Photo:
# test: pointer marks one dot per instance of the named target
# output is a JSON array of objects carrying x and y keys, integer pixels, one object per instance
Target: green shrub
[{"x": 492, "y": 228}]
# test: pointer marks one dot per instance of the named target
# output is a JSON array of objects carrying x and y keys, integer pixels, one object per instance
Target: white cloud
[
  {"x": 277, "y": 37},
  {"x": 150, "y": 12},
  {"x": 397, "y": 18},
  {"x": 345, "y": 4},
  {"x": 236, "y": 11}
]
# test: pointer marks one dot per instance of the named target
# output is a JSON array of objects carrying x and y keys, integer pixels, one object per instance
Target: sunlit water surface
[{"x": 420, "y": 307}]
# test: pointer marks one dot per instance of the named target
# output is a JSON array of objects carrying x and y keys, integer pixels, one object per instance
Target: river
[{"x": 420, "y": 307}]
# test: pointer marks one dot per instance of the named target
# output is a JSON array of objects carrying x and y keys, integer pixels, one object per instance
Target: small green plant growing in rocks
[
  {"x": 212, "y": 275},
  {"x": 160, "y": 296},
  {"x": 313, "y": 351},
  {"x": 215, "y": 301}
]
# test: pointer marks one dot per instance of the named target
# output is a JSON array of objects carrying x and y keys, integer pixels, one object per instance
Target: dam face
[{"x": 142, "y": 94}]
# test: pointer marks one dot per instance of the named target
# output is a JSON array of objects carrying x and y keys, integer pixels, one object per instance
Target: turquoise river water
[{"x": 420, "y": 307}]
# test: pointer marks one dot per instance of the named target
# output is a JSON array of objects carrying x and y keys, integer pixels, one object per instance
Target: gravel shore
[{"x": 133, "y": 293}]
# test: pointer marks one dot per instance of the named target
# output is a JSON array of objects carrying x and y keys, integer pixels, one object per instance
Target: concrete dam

*-*-*

Exercise goal:
Extract all of the data above without altering anything.

Answer box:
Photo:
# test: pointer marks one dot per instance of the named target
# output is a JSON array of objects carrying x and y keys, integer pixels, one object per instance
Target: green shrub
[{"x": 492, "y": 228}]
# test: pointer marks one dot per instance of the named target
# output is a JSON array of objects carrying x and y keys, integer pixels, one object per instance
Target: white cloud
[
  {"x": 277, "y": 37},
  {"x": 150, "y": 12},
  {"x": 397, "y": 18},
  {"x": 345, "y": 4},
  {"x": 236, "y": 11}
]
# test: pointer marks one dot per instance of the named target
# output is a JSON array of objects carrying x and y keys, integer pixels, one object per instance
Target: sunlit water surface
[{"x": 420, "y": 307}]
# test: pointer marks one dot per instance of the named target
# output is a JSON array of objects carrying x and y keys, integer pixels, one object per instance
Target: river
[{"x": 420, "y": 307}]
# test: pointer marks one dot per instance of the named target
# output is a JSON array of objects carrying x and y keys, integer pixels, one object per instance
Target: small green plant growing in rocks
[
  {"x": 212, "y": 275},
  {"x": 160, "y": 296},
  {"x": 313, "y": 351},
  {"x": 215, "y": 301}
]
# test: pointer marks one dot per instance of the named target
# output is a JSON array of objects carrying x and y keys, integer pixels, one object per instance
Target: dam face
[{"x": 142, "y": 94}]
# test: pointer marks one dot per instance of the named target
# output is a JSON array of objects carrying x and y keys, integer pixels, one object per instance
Target: turquoise river water
[{"x": 420, "y": 307}]
# test: pointer marks one dot per instance of the named target
# output is a JSON array of objects carrying x and y keys, integer pixels, one object per instance
Target: gravel shore
[{"x": 133, "y": 293}]
# test: pointer marks one dot per instance of the named target
# output is a JSON array of objects carrying x and y keys, integer pixels, one object per instance
Target: concrete dam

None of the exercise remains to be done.